- _Entries shown_
•••

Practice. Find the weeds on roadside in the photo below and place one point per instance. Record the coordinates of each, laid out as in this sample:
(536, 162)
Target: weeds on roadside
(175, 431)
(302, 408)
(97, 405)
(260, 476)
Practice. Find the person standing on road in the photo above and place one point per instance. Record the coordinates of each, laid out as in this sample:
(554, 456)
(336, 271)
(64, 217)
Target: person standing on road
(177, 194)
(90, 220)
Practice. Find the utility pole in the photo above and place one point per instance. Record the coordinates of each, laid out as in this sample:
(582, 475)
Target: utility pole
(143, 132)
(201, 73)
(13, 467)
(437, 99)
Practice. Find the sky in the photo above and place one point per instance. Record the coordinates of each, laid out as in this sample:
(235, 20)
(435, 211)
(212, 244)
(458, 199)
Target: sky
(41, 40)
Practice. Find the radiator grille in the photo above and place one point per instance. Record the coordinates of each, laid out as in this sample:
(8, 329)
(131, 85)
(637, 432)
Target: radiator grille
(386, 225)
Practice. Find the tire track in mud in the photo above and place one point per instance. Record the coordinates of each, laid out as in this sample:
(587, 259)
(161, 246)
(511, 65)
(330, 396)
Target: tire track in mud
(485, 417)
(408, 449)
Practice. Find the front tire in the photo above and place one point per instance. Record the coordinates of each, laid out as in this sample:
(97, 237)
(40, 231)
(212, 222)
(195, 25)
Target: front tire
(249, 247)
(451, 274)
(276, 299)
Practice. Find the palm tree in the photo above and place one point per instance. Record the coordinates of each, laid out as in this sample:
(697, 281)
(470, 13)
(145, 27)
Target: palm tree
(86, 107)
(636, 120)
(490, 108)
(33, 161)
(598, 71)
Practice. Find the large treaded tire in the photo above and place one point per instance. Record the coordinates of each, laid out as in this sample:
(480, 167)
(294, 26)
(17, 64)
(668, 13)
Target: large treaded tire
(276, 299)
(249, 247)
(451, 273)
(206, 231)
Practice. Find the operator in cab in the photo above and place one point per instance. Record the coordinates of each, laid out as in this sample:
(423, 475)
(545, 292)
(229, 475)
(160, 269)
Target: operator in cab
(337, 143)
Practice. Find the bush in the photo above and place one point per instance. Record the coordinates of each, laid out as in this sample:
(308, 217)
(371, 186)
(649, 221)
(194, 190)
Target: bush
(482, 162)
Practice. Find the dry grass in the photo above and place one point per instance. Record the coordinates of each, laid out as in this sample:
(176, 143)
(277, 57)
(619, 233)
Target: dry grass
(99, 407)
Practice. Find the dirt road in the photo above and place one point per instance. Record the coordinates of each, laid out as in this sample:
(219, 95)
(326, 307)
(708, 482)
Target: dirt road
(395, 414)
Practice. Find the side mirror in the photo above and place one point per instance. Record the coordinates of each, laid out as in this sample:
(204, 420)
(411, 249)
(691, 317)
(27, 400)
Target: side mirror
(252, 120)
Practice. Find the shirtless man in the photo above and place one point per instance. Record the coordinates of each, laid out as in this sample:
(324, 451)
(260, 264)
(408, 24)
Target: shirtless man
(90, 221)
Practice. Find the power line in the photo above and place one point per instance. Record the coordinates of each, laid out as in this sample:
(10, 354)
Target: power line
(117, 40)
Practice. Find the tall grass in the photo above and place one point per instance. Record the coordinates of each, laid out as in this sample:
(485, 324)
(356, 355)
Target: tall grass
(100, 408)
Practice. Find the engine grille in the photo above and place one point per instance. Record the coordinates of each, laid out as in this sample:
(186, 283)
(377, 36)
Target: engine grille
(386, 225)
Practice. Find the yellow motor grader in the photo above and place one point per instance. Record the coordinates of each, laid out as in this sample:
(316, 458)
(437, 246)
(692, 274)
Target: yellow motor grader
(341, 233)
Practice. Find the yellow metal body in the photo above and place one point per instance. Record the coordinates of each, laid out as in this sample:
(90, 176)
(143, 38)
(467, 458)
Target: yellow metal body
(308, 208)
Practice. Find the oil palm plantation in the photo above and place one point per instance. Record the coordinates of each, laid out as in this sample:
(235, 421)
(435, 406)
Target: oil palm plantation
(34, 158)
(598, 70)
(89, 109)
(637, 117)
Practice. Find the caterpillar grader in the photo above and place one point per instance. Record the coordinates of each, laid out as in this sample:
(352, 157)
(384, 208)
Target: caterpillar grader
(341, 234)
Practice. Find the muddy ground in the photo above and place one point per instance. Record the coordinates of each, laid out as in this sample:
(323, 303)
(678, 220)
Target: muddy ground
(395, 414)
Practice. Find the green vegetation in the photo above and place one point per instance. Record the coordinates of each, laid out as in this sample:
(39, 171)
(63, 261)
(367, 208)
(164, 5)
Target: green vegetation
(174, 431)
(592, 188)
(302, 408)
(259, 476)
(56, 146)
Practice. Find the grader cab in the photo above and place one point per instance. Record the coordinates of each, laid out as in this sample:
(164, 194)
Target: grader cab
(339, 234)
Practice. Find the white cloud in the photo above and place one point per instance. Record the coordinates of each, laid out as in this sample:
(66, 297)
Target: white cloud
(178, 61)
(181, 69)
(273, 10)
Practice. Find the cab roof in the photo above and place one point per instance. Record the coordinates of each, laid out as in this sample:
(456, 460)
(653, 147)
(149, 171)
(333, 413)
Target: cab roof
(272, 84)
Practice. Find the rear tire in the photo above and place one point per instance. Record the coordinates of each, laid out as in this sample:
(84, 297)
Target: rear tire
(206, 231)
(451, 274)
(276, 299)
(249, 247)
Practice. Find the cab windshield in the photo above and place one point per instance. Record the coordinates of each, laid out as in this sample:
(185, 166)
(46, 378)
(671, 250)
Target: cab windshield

•••

- _Aim of the task_
Retype all of the data exactly, so that nothing differs from what is given.

- _Output for this exercise_
Practice. Find the weeds on roadside in the photo below and place one point per instance. Record the coordinates of each, laid out as in this sample:
(536, 162)
Target: weeds on roadside
(175, 431)
(302, 408)
(97, 405)
(260, 476)
Practice. Find the person standing on road in the photo above and place one point per instance. Record the coordinates of each, laid out as in this sample:
(554, 456)
(336, 271)
(64, 217)
Target: person standing on road
(177, 194)
(90, 220)
Practice. Find the utility pole in the photo above and place one point per instance. Record the coordinates of each, laid out as in this sample:
(582, 475)
Target: utility pole
(143, 132)
(201, 73)
(13, 467)
(437, 99)
Practice. Find the sky in the photo above and place one point per instance. Record the coordinates of each, laid out as in this sample:
(235, 20)
(435, 211)
(212, 244)
(458, 199)
Target: sky
(41, 40)
Practice. Find the radiator grille in the photo above and place one point per instance. Record the coordinates of each, laid out as in this sample:
(8, 329)
(131, 85)
(637, 432)
Target: radiator grille
(386, 225)
Practice. Find the tire track in mud in the photo above and place one point per instance. Record the coordinates of each, laid out as in this sample:
(587, 259)
(161, 246)
(511, 65)
(330, 396)
Target: tire track in mud
(485, 417)
(408, 449)
Practice. Find the front tire in the photo above and place one point per instance. Record the coordinates of each, laid out as in this sample:
(97, 237)
(40, 231)
(212, 222)
(195, 25)
Target: front tire
(249, 247)
(451, 274)
(276, 299)
Practice. Find the palm tree in the photo above and place one point per instance. Record the coordinates of each, laid out as in this sample:
(697, 281)
(470, 13)
(145, 27)
Target: palm tree
(86, 107)
(636, 120)
(490, 108)
(33, 161)
(598, 71)
Practice. Find the large treaded tire in the photo above and place one point per instance. Record the coordinates of each, laid out as in this sample:
(480, 167)
(294, 26)
(17, 64)
(668, 13)
Target: large treaded tire
(276, 299)
(249, 247)
(451, 273)
(206, 231)
Practice. Find the operator in cab in the photo above and place one point per instance. Record the coordinates of each, laid out as in this sample:
(423, 475)
(545, 292)
(229, 475)
(160, 269)
Target: operator in cab
(337, 143)
Practice. Find the bush in the photo above and place one point per instance. Record the coordinates of each, laid out as in this sample:
(308, 217)
(371, 186)
(649, 221)
(194, 190)
Target: bush
(482, 162)
Practice. Find the dry grass in the photo above and place one point per instance. Record the coordinates of each, laid out as in this sample:
(176, 143)
(277, 57)
(619, 233)
Target: dry grass
(99, 407)
Practice. Find the dirt road in the photo above and place one point per instance. Record the coordinates of each, laid out as in this sample:
(219, 95)
(326, 307)
(708, 482)
Target: dirt road
(395, 414)
Practice. Find the side mirror in the photo above and place one point per instance. Record the coordinates of each, laid out as in this sample:
(204, 420)
(411, 249)
(691, 317)
(27, 400)
Target: side mirror
(252, 120)
Practice. Find the shirtless man in the photo above and place one point per instance. Record the coordinates of each, laid out as in this sample:
(324, 451)
(260, 264)
(408, 24)
Target: shirtless man
(90, 221)
Practice. Find the power line in the photo above and place one point per instance. Record the coordinates of each, laid out as in this sample:
(10, 354)
Target: power line
(117, 40)
Practice. Find the tall grass in the photo above and place one point per instance. Record the coordinates of each, laid out as in this sample:
(485, 324)
(356, 355)
Target: tall grass
(100, 408)
Practice. Find the engine grille in the photo above and place one point per instance. Record the coordinates of each, laid out as in this sample:
(186, 283)
(377, 36)
Target: engine grille
(386, 225)
Practice. Find the yellow motor grader in the photo above and place one point per instance. Record the coordinates of each, laid out as in this sample:
(316, 458)
(437, 246)
(692, 274)
Target: yellow motor grader
(341, 233)
Practice. Find the yellow metal body in the photo above and place one point per instance. Record the coordinates of each, laid out as in this sample:
(90, 176)
(143, 38)
(467, 458)
Target: yellow metal body
(308, 208)
Practice. Find the oil palm plantation in the photo above and place one point per instance. Record the coordinates of each, laid out as in this sample:
(235, 421)
(435, 406)
Target: oil palm plantation
(34, 158)
(598, 70)
(89, 109)
(637, 117)
Practice. Find the caterpillar grader in the photo above and place one point per instance. Record the coordinates of each, laid out as in this sample:
(352, 157)
(384, 208)
Target: caterpillar grader
(341, 234)
Practice. Find the muddy ground in the photo above and place one point per instance. Record the coordinates of each, laid out as in this sample:
(323, 303)
(678, 220)
Target: muddy ground
(395, 414)
Practice. Find the green vegetation in the photo above and place one point per instance. Record the coordinates of each, laid out as in this sample:
(39, 171)
(63, 261)
(367, 208)
(164, 5)
Target: green vegetation
(174, 431)
(592, 188)
(302, 408)
(259, 476)
(56, 146)
Practice. Find the grader cab in the photo above and place one point per instance. Record the coordinates of each, laid out as in this sample:
(164, 194)
Target: grader cab
(339, 234)
Practice. Find the white cloud in the photo above and place one point per instance. Record the coordinates of each, laid out as in this sample:
(66, 297)
Target: white cloud
(178, 61)
(181, 69)
(273, 10)
Practice. Find the cab roof in the photo above and place one point per instance. Record the coordinates of each, laid out as in this sample:
(456, 460)
(653, 147)
(149, 171)
(333, 413)
Target: cab roof
(272, 84)
Practice. Find the rear tire in the photo above and place one point per instance. Record the coordinates of each, laid out as in this sample:
(84, 297)
Target: rear tire
(206, 231)
(451, 274)
(276, 299)
(249, 247)
Practice. Find the cab windshield in the photo above and place one point per instance. Record the coordinates of each, laid out as in this sample:
(185, 166)
(46, 378)
(671, 250)
Target: cab windshield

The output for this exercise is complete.